Labeled shape records
------------------------------------------------
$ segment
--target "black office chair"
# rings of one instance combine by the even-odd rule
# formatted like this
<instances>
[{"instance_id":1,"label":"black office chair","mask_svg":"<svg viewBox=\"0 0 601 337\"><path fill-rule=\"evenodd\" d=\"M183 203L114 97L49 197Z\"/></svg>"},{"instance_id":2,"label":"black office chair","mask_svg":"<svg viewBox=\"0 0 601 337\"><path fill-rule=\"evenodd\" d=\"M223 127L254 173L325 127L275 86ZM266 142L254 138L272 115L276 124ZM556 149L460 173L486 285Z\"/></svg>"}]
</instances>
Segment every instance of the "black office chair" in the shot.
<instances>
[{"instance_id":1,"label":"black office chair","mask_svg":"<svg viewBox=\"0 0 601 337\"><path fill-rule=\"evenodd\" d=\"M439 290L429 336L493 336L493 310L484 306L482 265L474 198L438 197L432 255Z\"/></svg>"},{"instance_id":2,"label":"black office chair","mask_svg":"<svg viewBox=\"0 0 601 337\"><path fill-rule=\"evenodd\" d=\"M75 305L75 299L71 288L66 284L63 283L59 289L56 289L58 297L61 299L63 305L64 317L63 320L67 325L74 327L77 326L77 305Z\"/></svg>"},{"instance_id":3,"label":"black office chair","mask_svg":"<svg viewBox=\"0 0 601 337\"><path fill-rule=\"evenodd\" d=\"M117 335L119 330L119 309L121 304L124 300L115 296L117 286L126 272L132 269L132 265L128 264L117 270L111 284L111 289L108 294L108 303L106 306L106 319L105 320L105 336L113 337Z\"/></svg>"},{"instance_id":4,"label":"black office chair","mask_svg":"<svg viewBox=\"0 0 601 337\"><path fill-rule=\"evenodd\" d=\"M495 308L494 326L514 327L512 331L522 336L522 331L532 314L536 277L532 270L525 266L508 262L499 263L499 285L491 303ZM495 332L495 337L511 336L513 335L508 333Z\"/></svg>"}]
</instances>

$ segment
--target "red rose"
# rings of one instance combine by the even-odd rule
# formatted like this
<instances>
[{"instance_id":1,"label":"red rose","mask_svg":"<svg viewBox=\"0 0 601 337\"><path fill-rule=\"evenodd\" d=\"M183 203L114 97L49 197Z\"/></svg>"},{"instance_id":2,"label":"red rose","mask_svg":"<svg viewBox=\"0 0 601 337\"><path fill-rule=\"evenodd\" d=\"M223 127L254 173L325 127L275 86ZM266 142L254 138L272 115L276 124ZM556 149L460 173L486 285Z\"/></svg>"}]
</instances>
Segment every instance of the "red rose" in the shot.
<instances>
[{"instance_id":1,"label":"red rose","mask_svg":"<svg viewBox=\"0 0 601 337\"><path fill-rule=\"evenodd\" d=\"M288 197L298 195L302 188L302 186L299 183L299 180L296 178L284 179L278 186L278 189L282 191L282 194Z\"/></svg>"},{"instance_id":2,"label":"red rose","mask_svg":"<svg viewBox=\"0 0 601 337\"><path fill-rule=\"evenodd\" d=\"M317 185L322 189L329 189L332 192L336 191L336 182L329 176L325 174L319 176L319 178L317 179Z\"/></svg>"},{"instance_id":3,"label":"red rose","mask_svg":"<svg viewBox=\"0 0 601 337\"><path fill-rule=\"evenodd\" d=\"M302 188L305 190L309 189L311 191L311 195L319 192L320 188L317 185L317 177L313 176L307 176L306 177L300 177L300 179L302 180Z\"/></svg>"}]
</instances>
------------------------------------------------
# What to do:
Write out the material from the first line to the last, exactly.

# Task solution:
$ segment
--target "black office chair"
# rings of one instance combine by the even-odd rule
# formatted like this
<instances>
[{"instance_id":1,"label":"black office chair","mask_svg":"<svg viewBox=\"0 0 601 337\"><path fill-rule=\"evenodd\" d=\"M183 203L114 97L49 197Z\"/></svg>"},{"instance_id":2,"label":"black office chair","mask_svg":"<svg viewBox=\"0 0 601 337\"><path fill-rule=\"evenodd\" d=\"M223 127L254 173L325 127L275 86ZM266 142L254 138L272 115L276 124ZM556 149L460 173L486 285Z\"/></svg>"}]
</instances>
Segment every instance of the "black office chair" in the shot.
<instances>
[{"instance_id":1,"label":"black office chair","mask_svg":"<svg viewBox=\"0 0 601 337\"><path fill-rule=\"evenodd\" d=\"M439 290L429 336L493 336L493 310L484 306L482 265L474 198L438 197L432 255Z\"/></svg>"},{"instance_id":2,"label":"black office chair","mask_svg":"<svg viewBox=\"0 0 601 337\"><path fill-rule=\"evenodd\" d=\"M75 305L75 299L71 288L66 284L63 283L59 289L56 289L58 297L61 299L63 305L64 317L63 320L67 325L74 327L77 326L77 305Z\"/></svg>"},{"instance_id":3,"label":"black office chair","mask_svg":"<svg viewBox=\"0 0 601 337\"><path fill-rule=\"evenodd\" d=\"M117 335L119 330L119 309L121 304L124 300L115 296L117 286L126 272L132 269L132 265L128 264L117 270L111 284L111 289L108 294L108 303L106 306L106 319L105 320L105 336L113 337Z\"/></svg>"},{"instance_id":4,"label":"black office chair","mask_svg":"<svg viewBox=\"0 0 601 337\"><path fill-rule=\"evenodd\" d=\"M495 308L494 326L514 327L512 331L522 336L522 331L532 314L536 277L532 270L525 266L508 262L499 263L499 285L491 303ZM495 332L495 337L511 336L513 335L508 333Z\"/></svg>"}]
</instances>

$ segment
--target "red rose"
# rings of one instance combine by the even-odd rule
# formatted like this
<instances>
[{"instance_id":1,"label":"red rose","mask_svg":"<svg viewBox=\"0 0 601 337\"><path fill-rule=\"evenodd\" d=\"M183 203L114 97L49 197Z\"/></svg>"},{"instance_id":2,"label":"red rose","mask_svg":"<svg viewBox=\"0 0 601 337\"><path fill-rule=\"evenodd\" d=\"M223 127L254 173L325 127L275 86ZM266 142L254 138L272 115L276 124ZM556 149L460 173L486 285Z\"/></svg>"}]
</instances>
Segment every instance of the "red rose" in the shot.
<instances>
[{"instance_id":1,"label":"red rose","mask_svg":"<svg viewBox=\"0 0 601 337\"><path fill-rule=\"evenodd\" d=\"M288 197L298 195L302 188L302 186L299 183L299 180L296 178L284 179L278 186L278 189L282 191L282 194Z\"/></svg>"},{"instance_id":2,"label":"red rose","mask_svg":"<svg viewBox=\"0 0 601 337\"><path fill-rule=\"evenodd\" d=\"M317 185L322 189L329 189L332 192L336 191L336 182L329 176L325 174L319 176L319 178L317 179Z\"/></svg>"},{"instance_id":3,"label":"red rose","mask_svg":"<svg viewBox=\"0 0 601 337\"><path fill-rule=\"evenodd\" d=\"M302 188L305 190L309 189L311 191L311 195L319 192L320 188L317 185L317 177L313 176L307 176L306 177L300 177L300 179L302 180Z\"/></svg>"}]
</instances>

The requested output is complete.